[Start of section]

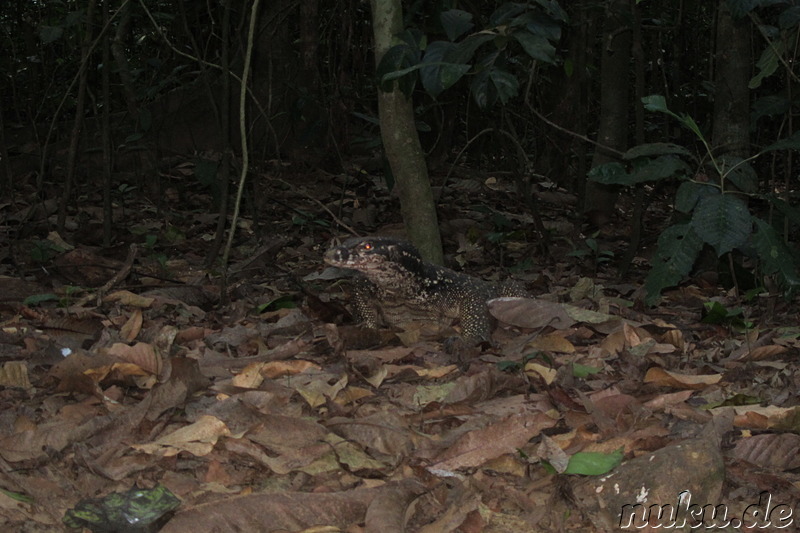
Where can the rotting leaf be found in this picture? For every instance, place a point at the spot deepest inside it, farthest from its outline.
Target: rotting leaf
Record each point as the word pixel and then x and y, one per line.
pixel 593 463
pixel 665 378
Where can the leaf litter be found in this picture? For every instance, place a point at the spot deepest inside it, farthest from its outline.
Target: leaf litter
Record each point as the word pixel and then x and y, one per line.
pixel 263 417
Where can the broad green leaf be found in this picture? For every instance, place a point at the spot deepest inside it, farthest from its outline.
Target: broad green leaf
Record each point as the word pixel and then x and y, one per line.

[End of section]

Instructions to follow:
Transcribe all records verbatim, no pictures.

Written response:
Where can the rotting leaf be found in this picture? For every instance, place a point at the spot deepest inside it, farthest from its outline.
Target: rotting leaf
Record each point as the word pixel and then x and y, one per line.
pixel 593 463
pixel 665 378
Where can the leaf litter be found in this picture? For every instance, place a point at the spot deepest inside it, farthest from its outline.
Target: leaf litter
Record each point as the word pixel and then x and y, one per line.
pixel 263 417
Where can the broad green leaf be found in this picture? For every instance, place a point at the spot deepest inside it, farthest from its outline.
Target: broad green leaf
Record each point as the word pixel and then x and y, one per line.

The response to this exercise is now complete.